- _WHAT IS ASKED_
Reproduce the entire listing below word for word, leaving out the pictures.

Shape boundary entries
## START
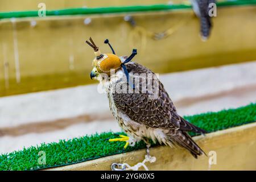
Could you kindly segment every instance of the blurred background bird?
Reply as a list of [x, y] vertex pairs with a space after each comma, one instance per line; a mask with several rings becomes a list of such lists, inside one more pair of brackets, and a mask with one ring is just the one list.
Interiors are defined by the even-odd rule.
[[[137, 54], [136, 49], [129, 57], [119, 57], [111, 46], [113, 54], [102, 54], [90, 38], [86, 43], [93, 48], [96, 56], [90, 77], [100, 81], [105, 89], [112, 114], [128, 135], [120, 135], [120, 138], [110, 139], [110, 142], [126, 142], [125, 149], [143, 140], [147, 144], [148, 155], [150, 139], [171, 147], [177, 144], [196, 158], [204, 153], [187, 132], [205, 131], [177, 113], [155, 73], [130, 61]], [[136, 79], [138, 81], [134, 84]]]
[[190, 0], [193, 10], [200, 21], [200, 35], [203, 40], [207, 40], [210, 34], [212, 28], [211, 16], [209, 11], [211, 9], [209, 6], [212, 3], [216, 3], [216, 0]]

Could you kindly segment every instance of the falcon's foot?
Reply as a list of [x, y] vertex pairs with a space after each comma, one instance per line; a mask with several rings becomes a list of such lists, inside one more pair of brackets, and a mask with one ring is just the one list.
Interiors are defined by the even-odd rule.
[[109, 139], [108, 139], [109, 142], [126, 142], [125, 145], [123, 147], [123, 150], [126, 149], [129, 144], [131, 146], [134, 146], [135, 145], [135, 142], [131, 137], [123, 135], [118, 135], [118, 136], [121, 138]]

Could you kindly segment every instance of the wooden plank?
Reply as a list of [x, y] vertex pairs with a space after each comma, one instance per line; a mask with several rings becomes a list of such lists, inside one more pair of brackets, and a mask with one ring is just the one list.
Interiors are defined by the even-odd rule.
[[[156, 162], [146, 163], [147, 167], [150, 170], [256, 170], [256, 123], [193, 139], [207, 154], [216, 152], [216, 164], [210, 167], [205, 156], [195, 159], [185, 150], [158, 146], [150, 150]], [[131, 166], [142, 162], [145, 154], [141, 150], [47, 170], [110, 170], [113, 163]]]
[[[256, 39], [255, 10], [219, 9], [207, 42], [199, 38], [199, 20], [191, 10], [133, 14], [137, 28], [124, 21], [126, 14], [1, 20], [0, 96], [93, 83], [94, 56], [85, 44], [89, 36], [103, 52], [110, 52], [103, 44], [106, 38], [118, 55], [137, 48], [135, 60], [159, 73], [256, 60], [256, 42], [251, 41]], [[90, 18], [88, 24], [86, 18]], [[150, 37], [167, 30], [172, 34], [163, 39]]]

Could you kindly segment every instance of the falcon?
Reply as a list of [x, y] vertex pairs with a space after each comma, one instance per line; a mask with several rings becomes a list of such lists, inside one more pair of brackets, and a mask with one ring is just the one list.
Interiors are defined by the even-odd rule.
[[190, 0], [193, 10], [200, 20], [200, 34], [203, 40], [208, 39], [212, 27], [211, 17], [209, 14], [209, 5], [216, 3], [216, 0]]
[[[131, 61], [137, 55], [118, 57], [106, 39], [113, 53], [101, 53], [91, 38], [86, 41], [94, 50], [90, 78], [98, 80], [104, 88], [113, 115], [127, 134], [109, 142], [126, 142], [129, 145], [143, 140], [149, 154], [150, 139], [171, 147], [180, 146], [196, 158], [204, 151], [193, 140], [188, 131], [205, 131], [180, 116], [164, 86], [150, 69]], [[148, 76], [150, 75], [150, 76]], [[148, 78], [150, 77], [150, 78]]]

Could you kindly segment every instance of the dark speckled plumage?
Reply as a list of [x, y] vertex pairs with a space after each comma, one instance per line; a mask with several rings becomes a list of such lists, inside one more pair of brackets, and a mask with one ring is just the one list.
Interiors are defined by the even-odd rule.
## END
- _RESULT_
Could you kindly segment every instance of the blurred background bird?
Reply as a list of [x, y] vertex pairs with a space after each comma, one instance per line; a mask with several rings becomes a list of such lists, inside one more pair of brackets, and a mask with one ring is just the one list.
Interiors are defined by the even-odd rule.
[[[137, 54], [136, 49], [129, 57], [119, 57], [111, 46], [113, 54], [102, 54], [90, 38], [86, 43], [93, 48], [96, 56], [90, 77], [100, 81], [105, 89], [112, 114], [128, 135], [120, 135], [120, 138], [110, 139], [110, 142], [126, 142], [125, 149], [143, 140], [147, 144], [148, 155], [150, 139], [171, 147], [177, 144], [196, 158], [204, 153], [187, 132], [205, 131], [177, 113], [155, 73], [130, 61]], [[136, 79], [138, 81], [134, 84]]]
[[190, 0], [193, 10], [200, 21], [200, 35], [203, 40], [207, 40], [210, 34], [212, 28], [211, 16], [209, 11], [211, 9], [209, 6], [212, 3], [216, 3], [216, 0]]

Could you kindly segment every instance of the falcon's foot?
Reply as a list of [x, y] vertex pairs with a space after each comma, one instance per line; a mask with several rings becomes a list of such lists, inside one more pair of brackets, and a mask with one ring is just the one list.
Interiors are defined by the even-odd rule.
[[109, 139], [108, 139], [109, 142], [126, 142], [125, 145], [123, 147], [123, 150], [126, 149], [129, 144], [131, 146], [134, 146], [135, 145], [135, 142], [131, 137], [123, 135], [118, 135], [118, 136], [121, 138]]

Could you kindly segment every instance of the wooden plank?
Reply as a list of [x, y] vertex pairs with a space after each comma, one instance per line; a mask with several rings becomes a list of such lists, inside one more pair of brackets, and a mask with one ring is just the one list.
Interiors are defined by the even-odd rule.
[[[156, 162], [146, 163], [147, 167], [150, 170], [256, 170], [256, 123], [193, 139], [207, 154], [216, 152], [216, 164], [210, 167], [205, 156], [195, 159], [185, 150], [158, 146], [150, 150]], [[131, 166], [142, 162], [145, 154], [141, 150], [47, 170], [110, 170], [113, 163]]]
[[[256, 39], [255, 10], [219, 9], [207, 42], [199, 38], [199, 20], [191, 10], [133, 14], [137, 28], [124, 21], [126, 14], [1, 20], [0, 96], [93, 83], [94, 56], [85, 44], [89, 36], [103, 52], [110, 52], [103, 44], [106, 38], [118, 55], [137, 48], [135, 60], [159, 73], [256, 60], [256, 42], [251, 41]], [[90, 18], [88, 24], [86, 18]], [[150, 37], [167, 30], [172, 34], [163, 39]]]

Could you kindly segment every instance of the falcon?
Reply as a list of [x, y] vertex pairs with a space after each comma, one instance per line; a mask with several rings becomes a list of such lists, inside one more pair of brackets, and a mask with one ring is just the one list.
Interiors are defined by the even-odd rule.
[[190, 0], [193, 10], [200, 20], [200, 34], [203, 40], [208, 39], [212, 27], [211, 17], [209, 14], [209, 5], [216, 3], [216, 0]]
[[[131, 61], [137, 55], [118, 57], [106, 39], [113, 53], [101, 53], [91, 38], [86, 41], [94, 50], [90, 78], [98, 80], [104, 88], [113, 115], [127, 134], [109, 142], [126, 142], [129, 145], [143, 140], [149, 154], [150, 139], [171, 147], [180, 146], [196, 158], [204, 151], [193, 140], [188, 131], [205, 131], [180, 116], [164, 86], [150, 69]], [[148, 76], [150, 75], [150, 76]], [[148, 78], [150, 77], [150, 78]]]

Could you kindly segment every instance of the dark speckled plumage?
Reply as a list of [x, y] vertex pairs with a space after each comma, one instance per line; a mask with several rings becomes a list of such lists, inside one more pair of brackets, and a mask with one ring is just the one list.
Interiors are defined by the even-odd rule.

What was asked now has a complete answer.